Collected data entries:
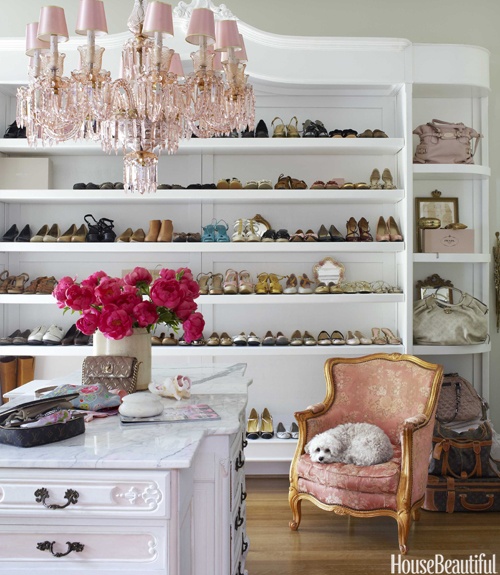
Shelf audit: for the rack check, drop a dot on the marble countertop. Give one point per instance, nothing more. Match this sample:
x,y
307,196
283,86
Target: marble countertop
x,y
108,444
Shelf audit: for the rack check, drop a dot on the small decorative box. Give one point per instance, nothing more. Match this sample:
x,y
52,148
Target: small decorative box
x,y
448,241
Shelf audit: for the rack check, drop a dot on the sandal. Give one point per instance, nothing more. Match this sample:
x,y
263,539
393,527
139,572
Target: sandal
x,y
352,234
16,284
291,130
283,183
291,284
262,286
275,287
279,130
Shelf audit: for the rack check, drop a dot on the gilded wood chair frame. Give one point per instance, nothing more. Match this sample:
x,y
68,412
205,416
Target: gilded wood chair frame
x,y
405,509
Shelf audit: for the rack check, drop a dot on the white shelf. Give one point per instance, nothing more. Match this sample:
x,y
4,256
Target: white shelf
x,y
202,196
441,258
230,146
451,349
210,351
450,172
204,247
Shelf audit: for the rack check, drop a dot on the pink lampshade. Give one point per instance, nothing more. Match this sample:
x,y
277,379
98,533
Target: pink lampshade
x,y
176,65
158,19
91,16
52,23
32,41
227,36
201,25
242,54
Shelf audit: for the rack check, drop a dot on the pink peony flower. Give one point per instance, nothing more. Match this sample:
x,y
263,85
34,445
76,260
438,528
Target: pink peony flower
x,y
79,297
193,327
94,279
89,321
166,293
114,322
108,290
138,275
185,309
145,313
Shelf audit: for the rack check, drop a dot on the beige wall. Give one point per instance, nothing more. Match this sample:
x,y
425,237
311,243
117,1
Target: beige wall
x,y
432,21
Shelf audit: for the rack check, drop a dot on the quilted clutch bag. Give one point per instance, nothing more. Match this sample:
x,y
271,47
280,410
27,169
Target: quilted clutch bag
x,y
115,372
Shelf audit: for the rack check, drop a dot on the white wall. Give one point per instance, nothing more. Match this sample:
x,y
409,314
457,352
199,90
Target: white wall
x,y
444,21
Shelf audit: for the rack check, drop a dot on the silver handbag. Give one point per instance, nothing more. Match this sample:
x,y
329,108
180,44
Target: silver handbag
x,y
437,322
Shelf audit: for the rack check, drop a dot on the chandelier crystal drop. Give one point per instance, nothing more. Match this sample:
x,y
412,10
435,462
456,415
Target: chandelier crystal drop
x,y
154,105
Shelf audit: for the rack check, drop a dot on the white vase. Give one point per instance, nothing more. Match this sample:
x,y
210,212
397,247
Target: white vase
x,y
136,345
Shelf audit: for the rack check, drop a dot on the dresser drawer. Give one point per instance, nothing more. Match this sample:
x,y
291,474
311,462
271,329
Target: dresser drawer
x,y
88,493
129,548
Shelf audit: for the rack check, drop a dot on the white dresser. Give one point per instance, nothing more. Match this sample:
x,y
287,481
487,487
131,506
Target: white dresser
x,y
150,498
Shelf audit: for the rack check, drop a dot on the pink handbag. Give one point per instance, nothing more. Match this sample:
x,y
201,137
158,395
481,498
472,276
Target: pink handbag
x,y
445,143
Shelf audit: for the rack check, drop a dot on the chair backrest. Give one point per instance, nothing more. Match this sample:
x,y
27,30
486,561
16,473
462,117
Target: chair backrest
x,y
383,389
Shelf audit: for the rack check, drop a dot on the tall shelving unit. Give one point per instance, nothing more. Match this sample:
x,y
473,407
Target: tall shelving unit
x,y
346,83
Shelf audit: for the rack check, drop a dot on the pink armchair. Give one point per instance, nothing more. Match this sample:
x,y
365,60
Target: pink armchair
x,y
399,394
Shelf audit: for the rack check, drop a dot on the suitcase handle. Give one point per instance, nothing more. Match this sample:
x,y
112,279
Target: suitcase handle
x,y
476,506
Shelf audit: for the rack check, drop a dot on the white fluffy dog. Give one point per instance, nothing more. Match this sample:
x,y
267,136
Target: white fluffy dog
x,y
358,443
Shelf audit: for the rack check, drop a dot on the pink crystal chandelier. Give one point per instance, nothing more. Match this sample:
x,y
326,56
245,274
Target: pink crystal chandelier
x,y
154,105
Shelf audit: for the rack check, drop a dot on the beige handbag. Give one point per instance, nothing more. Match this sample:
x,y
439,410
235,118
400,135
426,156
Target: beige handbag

- **Activity**
The data above should be returned in full, exactly as written, apart from its images.

- **Result**
Shelf audit: for the rack check, drop a dot on the marble countertop. Give one point per instance, nothing more. Match this sample:
x,y
307,196
283,86
Target: marble countertop
x,y
108,444
Shelf audit: for the rack check, drop a dot on the small decorative box. Give one point per instance, nothing more. Match this sample:
x,y
52,148
Target: small decorative box
x,y
448,241
Shelf audit: for the rack check, drop a dot on the sandal. Give one point per instance, nothing more. Match this sample:
x,y
263,539
393,527
139,572
Target: sandal
x,y
352,234
16,284
291,130
283,183
291,284
262,286
275,287
279,130
Shelf audit: for the rack check, drop a dot on the gilded wood chair frame. Give one point per instance, nothing more. Match this sample:
x,y
68,412
205,416
Target: gilded wood chair frame
x,y
405,509
Shelf audit: for the rack check, drop a dot on the white shelf. Give one point per instance, nothing more. Match this sample:
x,y
4,256
Target: white shelf
x,y
202,196
441,258
230,146
451,349
210,351
450,172
204,247
Shelf audit: for the rack check, drop a dot on the pink lampshade. Give one point per instance, nothing more. Match this sample:
x,y
277,379
98,533
Target: pink lampshade
x,y
176,65
158,19
91,16
52,23
32,41
227,36
201,25
242,54
Shelf audit: for the rack check, drop a dot on the pink peony flower. Give one point per instance, nothing more. Match this sample:
x,y
263,85
34,445
76,260
438,528
Target: pink peony flower
x,y
79,297
193,327
94,279
89,321
166,293
114,322
108,290
138,275
185,309
145,313
Shelf audit: for the rack check, drop a dot on the beige wall. Give one point per instance, nothing more. Match this sample:
x,y
425,237
311,243
117,1
Target: beige wall
x,y
432,21
Shelf audit: for the rack check, drop a dot on the quilted clutch bag. Give one point per instance, nothing more. Match this sample:
x,y
271,47
280,410
27,169
Target: quilted clutch bag
x,y
115,372
Shelf audit: for the rack check, drop a dot on the white wall. Give one point per instance, nothing more. Match this sample:
x,y
409,314
457,352
199,90
Target: white wall
x,y
444,21
Shelf audit: for the rack check, drop a dot on the silver handbag. Give one point per instance, nothing more. Match this sample:
x,y
329,108
180,44
Target: silver handbag
x,y
437,322
Shelf audit: for the rack check, drop a dot on the chandelier crystal drop. Give one point per instance, nothing more. Match this sample:
x,y
412,10
435,462
456,415
Target: chandelier crystal drop
x,y
154,105
Shelf audit: for the rack check, drop a dot on the white vase. Give one point per instance, nothing more. Match this sample:
x,y
210,212
397,247
Target: white vase
x,y
136,345
Shelf audit: for the rack check, drop a dot on the dresser drawer. Give one point per instance, nothing more. Match this sample:
x,y
291,474
311,462
271,329
Target: dresser drawer
x,y
88,493
129,548
Shelf audit: for the rack check, drop a dot on the white dresser. Give one point per instance, nothing more. Match this sample:
x,y
287,481
487,487
131,506
Target: white dresser
x,y
150,498
Shelf audit: for the rack check, drop a dot on the pink handbag. Give one point per instance, nothing more. Match this sample:
x,y
201,137
158,395
481,498
472,276
Target: pink handbag
x,y
445,143
Shelf audit: for the rack check, drop a dot on the chair backrest. Give one point per instance, nothing more. Match this sample:
x,y
27,30
486,561
16,473
462,117
Target: chair backrest
x,y
383,389
Shelf audit: for the rack check, drop a dot on the tall shelving unit. Give one point per instance, nothing more. Match this sample:
x,y
473,407
Target: tall shelving unit
x,y
346,83
Shelf audit: for the rack check, drop a dot on the pink armchair. Give one point per instance, nothing more. Match this sample:
x,y
365,60
Target: pink armchair
x,y
399,394
Shelf audit: for the rack check, drop a dot on the suitcase handle. Give one point per instance, nothing more. Match this sample:
x,y
112,279
Target: suitcase handle
x,y
476,506
Shelf audit: for the rack check, drop a dot on the white fluffy dog. Give one point per instance, nothing more. Match this sample:
x,y
267,136
Target: white fluffy dog
x,y
358,443
Shelf audit: for the rack check, drop a dot on the pink crystal chandelier. Give one point per instance, nothing more. Match this sample:
x,y
326,56
245,274
Target: pink crystal chandelier
x,y
154,105
Shelf audit: for the rack check, drop a dot on the beige handbag. Give one point per instance, nothing more. Match this sample:
x,y
439,410
235,118
400,135
426,156
Target: beige handbag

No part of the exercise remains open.